*Given entries*:
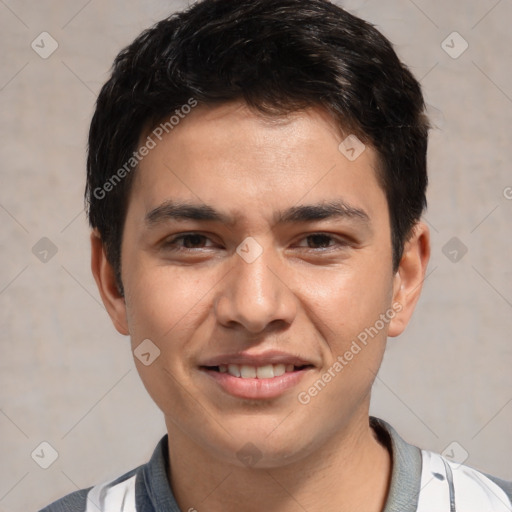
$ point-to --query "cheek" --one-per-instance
(162, 302)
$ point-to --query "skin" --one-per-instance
(303, 295)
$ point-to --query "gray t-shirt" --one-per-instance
(421, 481)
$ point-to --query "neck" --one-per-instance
(349, 472)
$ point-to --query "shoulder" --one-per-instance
(112, 495)
(424, 481)
(74, 502)
(446, 482)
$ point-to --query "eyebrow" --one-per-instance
(181, 211)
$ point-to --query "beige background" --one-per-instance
(68, 378)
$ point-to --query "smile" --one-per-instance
(268, 371)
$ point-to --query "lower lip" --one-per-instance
(256, 388)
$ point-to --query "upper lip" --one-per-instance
(261, 359)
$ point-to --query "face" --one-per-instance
(257, 260)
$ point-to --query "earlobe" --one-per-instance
(408, 280)
(105, 279)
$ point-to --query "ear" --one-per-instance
(105, 279)
(408, 280)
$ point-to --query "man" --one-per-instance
(256, 179)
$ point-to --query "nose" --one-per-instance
(256, 295)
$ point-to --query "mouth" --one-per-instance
(268, 371)
(261, 380)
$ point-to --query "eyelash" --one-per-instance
(172, 243)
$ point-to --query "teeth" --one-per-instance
(251, 372)
(234, 369)
(247, 372)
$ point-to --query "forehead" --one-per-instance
(240, 160)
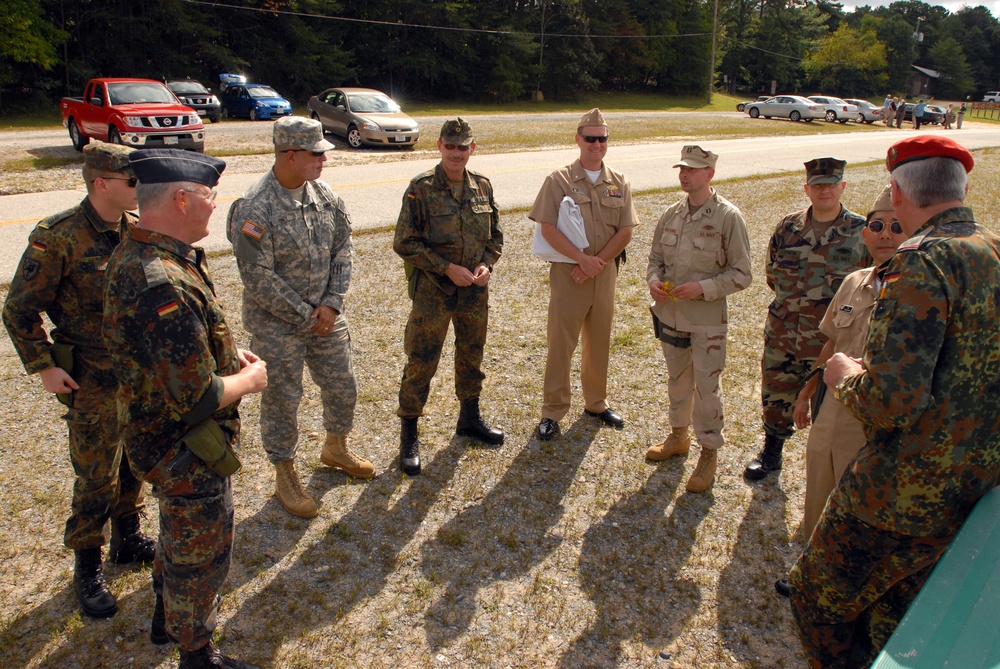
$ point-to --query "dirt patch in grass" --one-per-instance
(570, 553)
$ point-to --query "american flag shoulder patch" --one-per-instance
(251, 229)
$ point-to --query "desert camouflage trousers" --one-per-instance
(194, 550)
(331, 367)
(783, 369)
(468, 309)
(105, 486)
(852, 585)
(694, 385)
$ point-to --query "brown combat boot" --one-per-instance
(704, 473)
(336, 454)
(677, 443)
(290, 493)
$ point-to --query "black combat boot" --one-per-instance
(128, 544)
(767, 461)
(96, 600)
(207, 657)
(409, 447)
(471, 424)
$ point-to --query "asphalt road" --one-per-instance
(373, 192)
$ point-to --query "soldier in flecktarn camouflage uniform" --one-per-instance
(449, 237)
(928, 392)
(62, 274)
(292, 239)
(808, 257)
(181, 378)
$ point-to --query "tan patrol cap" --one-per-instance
(298, 132)
(592, 118)
(104, 157)
(825, 171)
(696, 157)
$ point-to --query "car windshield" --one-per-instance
(187, 88)
(372, 103)
(262, 92)
(137, 93)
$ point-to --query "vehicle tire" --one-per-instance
(79, 139)
(354, 137)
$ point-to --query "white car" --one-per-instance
(836, 109)
(792, 107)
(867, 112)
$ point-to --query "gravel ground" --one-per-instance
(570, 553)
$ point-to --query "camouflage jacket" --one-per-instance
(436, 229)
(62, 274)
(805, 272)
(292, 258)
(929, 395)
(169, 342)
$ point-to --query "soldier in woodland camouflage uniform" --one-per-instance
(810, 254)
(180, 374)
(292, 238)
(449, 236)
(928, 392)
(62, 274)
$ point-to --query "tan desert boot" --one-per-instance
(336, 454)
(290, 493)
(704, 473)
(678, 443)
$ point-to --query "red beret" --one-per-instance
(927, 146)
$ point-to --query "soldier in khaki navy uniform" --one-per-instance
(449, 236)
(808, 257)
(181, 380)
(928, 392)
(292, 239)
(700, 254)
(583, 294)
(61, 274)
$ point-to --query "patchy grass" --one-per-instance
(570, 553)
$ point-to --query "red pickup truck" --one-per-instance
(138, 112)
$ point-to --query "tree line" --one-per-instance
(496, 50)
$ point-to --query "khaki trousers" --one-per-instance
(576, 309)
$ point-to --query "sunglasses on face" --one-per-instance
(878, 226)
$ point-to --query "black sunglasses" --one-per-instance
(878, 226)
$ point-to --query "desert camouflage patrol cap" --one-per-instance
(105, 157)
(825, 171)
(456, 131)
(592, 118)
(696, 157)
(298, 132)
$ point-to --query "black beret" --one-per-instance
(155, 166)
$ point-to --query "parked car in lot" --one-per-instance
(792, 107)
(836, 109)
(193, 94)
(252, 101)
(760, 98)
(867, 112)
(364, 116)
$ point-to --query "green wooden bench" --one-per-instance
(955, 620)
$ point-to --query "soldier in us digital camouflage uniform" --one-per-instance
(808, 257)
(181, 378)
(449, 237)
(928, 392)
(62, 274)
(292, 239)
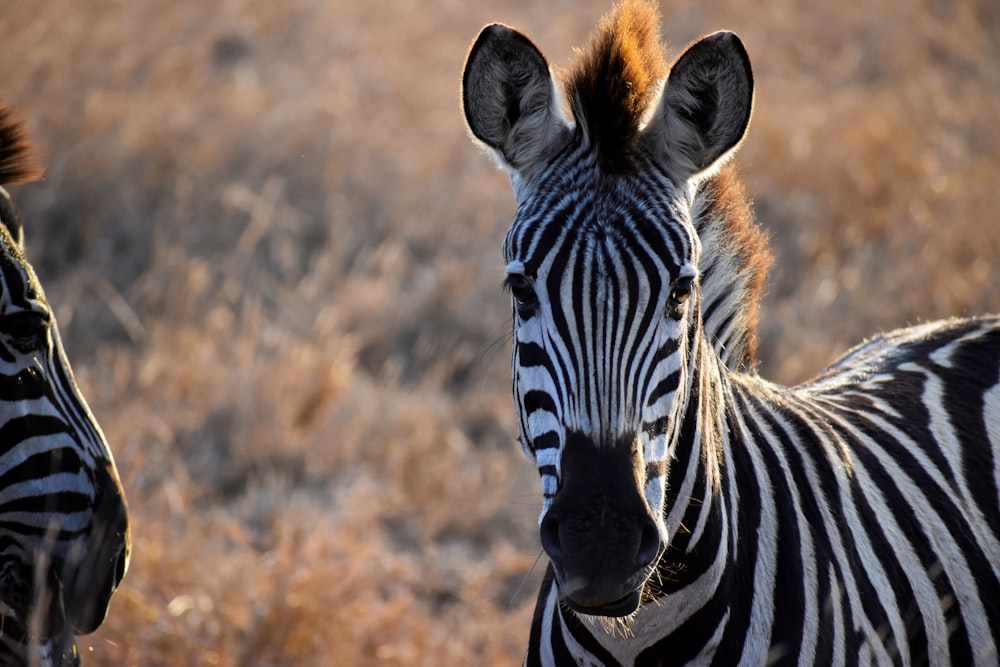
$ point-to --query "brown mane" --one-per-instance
(616, 79)
(611, 88)
(16, 162)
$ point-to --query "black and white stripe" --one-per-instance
(64, 535)
(695, 513)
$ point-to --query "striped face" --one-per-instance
(601, 264)
(63, 520)
(600, 269)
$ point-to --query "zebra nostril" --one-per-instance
(649, 546)
(549, 534)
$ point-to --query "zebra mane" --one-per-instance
(16, 163)
(16, 166)
(614, 82)
(735, 259)
(610, 90)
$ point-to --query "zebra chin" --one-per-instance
(583, 601)
(599, 532)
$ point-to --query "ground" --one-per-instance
(275, 258)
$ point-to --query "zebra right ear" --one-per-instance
(510, 99)
(705, 106)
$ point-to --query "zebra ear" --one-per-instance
(705, 106)
(510, 99)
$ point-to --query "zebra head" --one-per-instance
(602, 265)
(64, 534)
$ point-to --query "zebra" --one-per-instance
(64, 529)
(692, 511)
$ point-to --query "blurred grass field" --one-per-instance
(275, 258)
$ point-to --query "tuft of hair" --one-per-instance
(734, 264)
(614, 81)
(16, 162)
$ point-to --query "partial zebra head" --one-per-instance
(602, 265)
(64, 534)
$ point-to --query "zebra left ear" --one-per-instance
(705, 106)
(510, 99)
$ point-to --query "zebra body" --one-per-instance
(64, 535)
(693, 512)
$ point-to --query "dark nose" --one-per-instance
(599, 533)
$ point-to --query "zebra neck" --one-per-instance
(697, 493)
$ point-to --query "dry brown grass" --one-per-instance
(275, 259)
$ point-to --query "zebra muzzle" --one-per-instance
(599, 533)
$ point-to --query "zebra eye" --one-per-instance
(525, 299)
(680, 292)
(26, 328)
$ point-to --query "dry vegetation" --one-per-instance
(274, 255)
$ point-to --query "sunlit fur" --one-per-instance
(850, 520)
(64, 537)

*What you have to do*:
Copy the records above precisely, and leave every image out of the copy.

*Your response*:
$ point-to --query "cheek" --one-per-instance
(162, 302)
$ point-to --query "skin" --one-per-instance
(303, 295)
$ point-to --query "gray t-shirt" --one-per-instance
(421, 481)
$ point-to --query "neck" --one-per-instance
(349, 472)
$ point-to --query "shoulder" --one-per-instance
(112, 495)
(424, 481)
(74, 502)
(446, 482)
$ point-to --query "eyebrow" --one-per-instance
(181, 211)
$ point-to --query "beige background" --one-per-instance
(68, 378)
$ point-to --query "smile" --one-per-instance
(268, 371)
$ point-to --query "lower lip" --one-per-instance
(256, 388)
$ point-to --query "upper lip" --one-per-instance
(261, 359)
$ point-to --query "face" --one-per-instance
(257, 260)
$ point-to --query "earlobe" --one-per-instance
(408, 280)
(105, 279)
$ point-to --query "ear" --one-per-instance
(105, 279)
(408, 280)
$ point-to --query "man" --one-per-instance
(256, 179)
$ point-to --query "nose" --one-per-instance
(256, 295)
$ point-to --query "mouth" --one-per-instance
(268, 371)
(261, 380)
$ point-to --query "eyelash" --one-per-instance
(172, 243)
$ point-to --query "teeth" --one-per-instance
(251, 372)
(234, 369)
(247, 372)
$ point-to --query "forehead" --one-per-instance
(240, 160)
$ point-to --query "dirt patch in grass" --one-per-instance
(570, 553)
$ point-to --query "american flag shoulder patch" --one-per-instance
(251, 229)
$ point-to --query "desert camouflage trousers" --one-per-instance
(194, 550)
(331, 367)
(783, 369)
(468, 309)
(105, 486)
(852, 585)
(694, 385)
$ point-to --query "brown combat boot" --one-per-instance
(704, 473)
(336, 454)
(677, 443)
(290, 493)
$ point-to --query "black combat boot" --one-per-instance
(128, 544)
(767, 461)
(96, 600)
(207, 657)
(409, 447)
(471, 424)
$ point-to --query "asphalt road" --one-per-instance
(373, 192)
$ point-to --query "soldier in flecktarn camouflage uniform" --one-per-instance
(449, 237)
(928, 392)
(62, 274)
(292, 239)
(808, 257)
(181, 378)
$ point-to --query "tan patrol cap" --one-per-instance
(298, 132)
(592, 118)
(104, 157)
(825, 171)
(696, 157)
$ point-to --query "car windshield" --one-per-instance
(187, 88)
(372, 103)
(262, 92)
(137, 93)
$ point-to --query "vehicle tire" --one-per-instance
(79, 139)
(354, 137)
$ point-to --query "white car" --one-per-instance
(836, 109)
(792, 107)
(867, 112)
$ point-to --query "gravel ground" --one-per-instance
(570, 553)
$ point-to --query "camouflage jacket" --one-per-instance
(436, 229)
(62, 274)
(805, 272)
(292, 258)
(929, 395)
(169, 342)
$ point-to --query "soldier in woodland camouflage uniform" --one-per-instance
(810, 254)
(180, 374)
(292, 238)
(449, 236)
(928, 392)
(62, 274)
$ point-to --query "tan desert boot" --one-per-instance
(336, 454)
(290, 493)
(704, 473)
(678, 443)
$ point-to --query "red beret" --one-per-instance
(927, 146)
$ point-to --query "soldier in khaki navy uniform" --one-per-instance
(449, 236)
(808, 257)
(181, 380)
(928, 392)
(292, 239)
(700, 254)
(583, 294)
(61, 274)
$ point-to --query "patchy grass" --one-per-instance
(570, 553)
$ point-to --query "red pickup truck" --one-per-instance
(138, 112)
$ point-to --query "tree line" --one-per-instance
(496, 50)
$ point-to --query "khaki trousers" --one-per-instance
(576, 309)
$ point-to --query "sunglasses on face" --one-per-instance
(878, 226)
$ point-to --query "black sunglasses" --one-per-instance
(878, 226)
$ point-to --query "desert camouflage patrol cap" --one-per-instance
(105, 157)
(825, 171)
(456, 131)
(592, 118)
(696, 157)
(298, 132)
$ point-to --query "black beret" --one-per-instance
(155, 166)
$ point-to --query "parked car in lot" --one-per-instance
(792, 107)
(836, 109)
(193, 94)
(252, 101)
(760, 98)
(867, 112)
(364, 116)
$ point-to --query "green wooden bench" --one-per-instance
(955, 620)
$ point-to --query "soldier in us digital camouflage uniform" --one-per-instance
(808, 257)
(181, 378)
(449, 237)
(928, 392)
(62, 274)
(292, 239)
$ point-to --query "brown mane" --one-per-instance
(616, 79)
(611, 88)
(16, 162)
$ point-to --query "black and white stripe" --one-per-instance
(64, 535)
(695, 513)
$ point-to --query "striped face" --one-per-instance
(601, 264)
(63, 520)
(600, 269)
$ point-to --query "zebra nostril" --one-per-instance
(649, 546)
(549, 534)
$ point-to --query "zebra mane" --one-per-instance
(16, 163)
(16, 166)
(614, 82)
(735, 259)
(610, 90)
$ point-to --query "zebra chin" --one-per-instance
(583, 601)
(599, 532)
$ point-to --query "ground" --one-per-instance
(275, 258)
$ point-to --query "zebra right ear" --one-per-instance
(510, 99)
(705, 106)
$ point-to --query "zebra ear" --one-per-instance
(705, 106)
(510, 99)
$ point-to --query "zebra head" --one-per-instance
(602, 265)
(64, 534)
$ point-to --query "zebra" --one-per-instance
(64, 529)
(692, 511)
$ point-to --query "blurred grass field" --one-per-instance
(275, 258)
$ point-to --query "tuft of hair" --one-per-instance
(734, 264)
(614, 81)
(16, 162)
$ point-to --query "partial zebra head" --one-per-instance
(602, 265)
(64, 534)
$ point-to --query "zebra left ear" --one-per-instance
(705, 106)
(510, 99)
$ point-to --query "zebra body" --one-per-instance
(64, 535)
(693, 512)
$ point-to --query "dark nose" --one-per-instance
(599, 533)
$ point-to --query "zebra neck" --one-per-instance
(697, 493)
$ point-to --query "dry brown grass" --one-per-instance
(275, 259)
$ point-to --query "zebra muzzle" --one-per-instance
(599, 533)
$ point-to --query "zebra eye" --one-per-instance
(525, 299)
(680, 292)
(26, 328)
$ point-to --query "dry vegetation" --one-per-instance
(274, 255)
$ point-to --query "sunlit fur" --one-per-instance
(850, 520)
(64, 537)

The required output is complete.